Document text:

Segment Open

Part 2: Rethinking Business Management

For a long time there has been tension regarding the corporatizing of the church. Research would suggest that common church practices absorbed far too much Greek and Roman tradition [1], and it didn’t stop there. Many traditional Western churches are almost indistinguishable from businesses, with CEOs, Boards of Directors, and so on. With that being said, I’m going to highlight 3 game-changing initiatives in business management that I believe are shockingly relevant to discovering true spiritual community, and to undoing the mass corporatization of the Western church.

But first, a little history. Think back to your high school days, and you should recall being taught about the first major human societal revolution, the Neolithic Revolution. It was characterized by a wide-scale shift from hunter-gatherer societies into farming, agriculture and domestication. A thousand years later the Romans constructed cities and empires on a massive scale, and gave birth to the concept of a corporation, as separate from an individual identity. Fast forward some 10 centuries and we experienced the Renaissance, a rapid period of expansion in science, art, warfare and law. Churches and governments incorporated themselves for the first time. For the next 400 years the British Agricultural revolution broke the power of famines in the modern world and taught us to more effectively create food on a massive scale. Countless empires were born, European populations boomed, and inflation was discovered! Just a few years later, steam-power changed the world yet again. The Industrial Revolutions gave rise to significant personal wealth creation on a near-global scale, and with it, the creation of large corporations employing thousands of people. Management theory was born, thanks to people like Adam Smith, John Stuart Mill, and Henry R. Towne. Finally, in the late 19th century, the first business schools were opened in the United States, and Peter Drucker invented modern business management. As the pace of scientific growth and the dissemination of knowledge continued to increase, we raced through the Atomic Age, the Jet Age, and the Space Age, bringing us to today’s Digital Revolution in only some 70 years.

Segment Closed

Task instructions:
**A)** In the text on rethinking business management, which revolution is named as the first major human societal revolution?
**B)** Continue the text on rethinking business management from the end of its last sentence.
The data after this has no role in any task here.

Information given:
Segment Open

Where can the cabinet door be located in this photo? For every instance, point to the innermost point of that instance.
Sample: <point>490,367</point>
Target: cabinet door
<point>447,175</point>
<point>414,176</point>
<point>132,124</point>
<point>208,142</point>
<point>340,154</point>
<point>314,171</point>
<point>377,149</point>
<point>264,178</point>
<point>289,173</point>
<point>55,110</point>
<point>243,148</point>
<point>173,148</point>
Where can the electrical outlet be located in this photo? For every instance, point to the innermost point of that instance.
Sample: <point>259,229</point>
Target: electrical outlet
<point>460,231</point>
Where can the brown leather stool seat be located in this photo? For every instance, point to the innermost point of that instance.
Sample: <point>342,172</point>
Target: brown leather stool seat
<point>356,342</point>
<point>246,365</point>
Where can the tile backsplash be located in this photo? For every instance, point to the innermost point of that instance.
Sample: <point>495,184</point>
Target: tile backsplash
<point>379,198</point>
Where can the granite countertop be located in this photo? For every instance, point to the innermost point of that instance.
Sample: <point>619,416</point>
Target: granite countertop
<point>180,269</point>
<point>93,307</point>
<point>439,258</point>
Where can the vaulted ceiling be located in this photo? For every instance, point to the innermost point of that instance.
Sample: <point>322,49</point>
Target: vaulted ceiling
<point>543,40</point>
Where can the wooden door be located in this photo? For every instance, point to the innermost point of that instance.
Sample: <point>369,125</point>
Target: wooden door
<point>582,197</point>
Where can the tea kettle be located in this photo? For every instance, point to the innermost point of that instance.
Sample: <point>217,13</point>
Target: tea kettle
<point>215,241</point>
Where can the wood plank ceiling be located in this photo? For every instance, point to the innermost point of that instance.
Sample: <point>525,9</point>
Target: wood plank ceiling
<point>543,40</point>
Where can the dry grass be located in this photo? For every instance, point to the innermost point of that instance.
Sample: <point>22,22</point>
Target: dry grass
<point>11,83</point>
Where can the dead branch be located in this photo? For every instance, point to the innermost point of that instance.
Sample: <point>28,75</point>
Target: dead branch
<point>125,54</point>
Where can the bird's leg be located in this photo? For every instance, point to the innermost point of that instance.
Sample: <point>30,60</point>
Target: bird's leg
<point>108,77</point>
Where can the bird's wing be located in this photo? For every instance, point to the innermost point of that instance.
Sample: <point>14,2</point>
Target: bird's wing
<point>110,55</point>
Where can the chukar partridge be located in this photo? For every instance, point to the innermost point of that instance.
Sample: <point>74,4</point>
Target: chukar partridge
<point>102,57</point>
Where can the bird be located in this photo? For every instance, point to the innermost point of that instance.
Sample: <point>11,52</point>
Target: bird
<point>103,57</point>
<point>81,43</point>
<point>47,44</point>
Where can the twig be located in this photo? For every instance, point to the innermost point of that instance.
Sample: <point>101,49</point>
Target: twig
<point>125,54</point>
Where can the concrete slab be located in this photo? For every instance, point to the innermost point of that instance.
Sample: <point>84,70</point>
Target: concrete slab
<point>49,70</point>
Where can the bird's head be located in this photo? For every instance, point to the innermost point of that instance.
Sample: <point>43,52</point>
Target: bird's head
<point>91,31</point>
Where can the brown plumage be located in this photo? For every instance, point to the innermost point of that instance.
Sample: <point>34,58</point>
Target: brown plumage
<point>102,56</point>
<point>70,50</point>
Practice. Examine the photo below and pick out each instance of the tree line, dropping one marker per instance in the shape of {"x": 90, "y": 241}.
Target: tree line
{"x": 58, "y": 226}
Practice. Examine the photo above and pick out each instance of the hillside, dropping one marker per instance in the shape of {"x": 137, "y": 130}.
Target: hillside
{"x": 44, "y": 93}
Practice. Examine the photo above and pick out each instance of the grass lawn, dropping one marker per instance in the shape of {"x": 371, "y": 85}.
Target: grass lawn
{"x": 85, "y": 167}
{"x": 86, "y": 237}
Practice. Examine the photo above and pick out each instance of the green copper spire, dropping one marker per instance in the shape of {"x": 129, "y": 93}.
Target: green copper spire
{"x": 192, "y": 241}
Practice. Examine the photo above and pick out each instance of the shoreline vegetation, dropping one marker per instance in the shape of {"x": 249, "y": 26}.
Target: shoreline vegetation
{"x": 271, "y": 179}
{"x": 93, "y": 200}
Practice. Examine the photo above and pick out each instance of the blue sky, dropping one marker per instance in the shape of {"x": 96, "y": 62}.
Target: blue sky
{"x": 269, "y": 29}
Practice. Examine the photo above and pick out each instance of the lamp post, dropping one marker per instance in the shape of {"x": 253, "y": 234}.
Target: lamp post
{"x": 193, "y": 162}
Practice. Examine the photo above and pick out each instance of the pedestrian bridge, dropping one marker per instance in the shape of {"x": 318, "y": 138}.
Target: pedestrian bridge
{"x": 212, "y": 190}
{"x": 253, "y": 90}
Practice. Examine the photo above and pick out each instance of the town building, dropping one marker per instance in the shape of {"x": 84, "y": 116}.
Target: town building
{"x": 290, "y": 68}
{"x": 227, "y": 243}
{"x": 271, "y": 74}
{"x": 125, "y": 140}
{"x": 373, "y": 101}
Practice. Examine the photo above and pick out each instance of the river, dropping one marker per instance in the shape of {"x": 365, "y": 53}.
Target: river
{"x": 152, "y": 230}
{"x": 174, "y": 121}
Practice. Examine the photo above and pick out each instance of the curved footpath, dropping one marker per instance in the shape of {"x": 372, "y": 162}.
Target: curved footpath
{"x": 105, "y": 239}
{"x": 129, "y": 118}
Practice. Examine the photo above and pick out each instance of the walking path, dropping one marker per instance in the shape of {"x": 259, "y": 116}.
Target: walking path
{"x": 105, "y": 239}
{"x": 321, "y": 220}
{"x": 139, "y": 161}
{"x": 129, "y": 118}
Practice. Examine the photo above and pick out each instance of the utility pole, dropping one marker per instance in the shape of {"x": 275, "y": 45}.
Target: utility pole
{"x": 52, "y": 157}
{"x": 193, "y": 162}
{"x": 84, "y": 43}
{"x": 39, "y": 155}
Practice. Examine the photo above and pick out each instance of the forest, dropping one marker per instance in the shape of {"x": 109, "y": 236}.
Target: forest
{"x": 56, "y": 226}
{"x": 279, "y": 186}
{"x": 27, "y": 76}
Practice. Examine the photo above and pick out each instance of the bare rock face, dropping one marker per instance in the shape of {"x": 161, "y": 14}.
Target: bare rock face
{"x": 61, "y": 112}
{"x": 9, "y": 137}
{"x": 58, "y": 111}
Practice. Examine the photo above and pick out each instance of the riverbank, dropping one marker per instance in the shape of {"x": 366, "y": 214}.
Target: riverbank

Segment Closed

Answers:
**A)** The Neolithic Revolution.

**B)**
The rate of change that humanity is experiencing is absolutely unprecedented, and is still ever increasing. Companies that defined their industries even 10 years ago are already irrelevant. Business rules and monetization models that drove sales a decade ago are being left in the dust today. I would argue that the structure of power in most businesses (which is replicated in many churches) is simply too new to be free of critique and yet already too old to be trusted today. This means, categorically, that we have permission to re-think business management and how it works. Let’s get started.

Radical Empowerment

Radical employee empowerment is the move away from the common hierarchies of authority, chains of command, etc. to decentralized power that is invested in the employees themselves. In his brilliantly solution-focussed article titled “First, Let’s Fire all the Managers,” Gary Hamel introduced the world to the Morning Star Company,[2] the world’s leading tomato ingredient processor.  Morning Star is based in California, and is the foremost example of companies that have embraced radical empowerment, and completely decentralized their power structure. Here’s what I’m talking about:

  • No one has a boss

  • No one has a job description

  • There are no titles or promotions

  • Everyone can spend the company’s money

  • Each individual is responsible for acquiring the tools they need to get their work done

  • Compensation decisions are made by a group of peers.

Sound crazy? We've barely scratched the surface! At Morning Star, all work between people is governed by a CLOU, a Colleague Letter of Understanding[3]. A CLOU would be agreed upon by Jim and Jane to govern the deliverables they have to one another, the ways that they’ll work together, and the stepping stones necessary to meet those commitments. CLOU-like agreements are also written up between teams and major business units. Since there are no job descriptions, colleagues work together to figure out what needs to be done, and then are free to do it... or to do something else. One of the driving philosophies at Morning Star is that when people are free, they will be drawn to what they really like doing, and they’ll be more enthused about doing it. Those staff with longer work experience naturally earn more respect, but since there is no hierarchy, there are no promotions and there’s no ladder to climb. Internal competition is thus focused on who can contribute the most, who honours their CLOUs consistently, who serves the company vision. Since your compensation is agreed upon by a group of your peers, becoming worthy of real respect becomes a driving motivator. Rather than be appointed to a higher office or role, experienced team members help to coach others and drive ongoing success. (And by the way, by avoiding the “management tax” Morning Star employees are also paid 10% to 15% more than their counterparts across the industry.)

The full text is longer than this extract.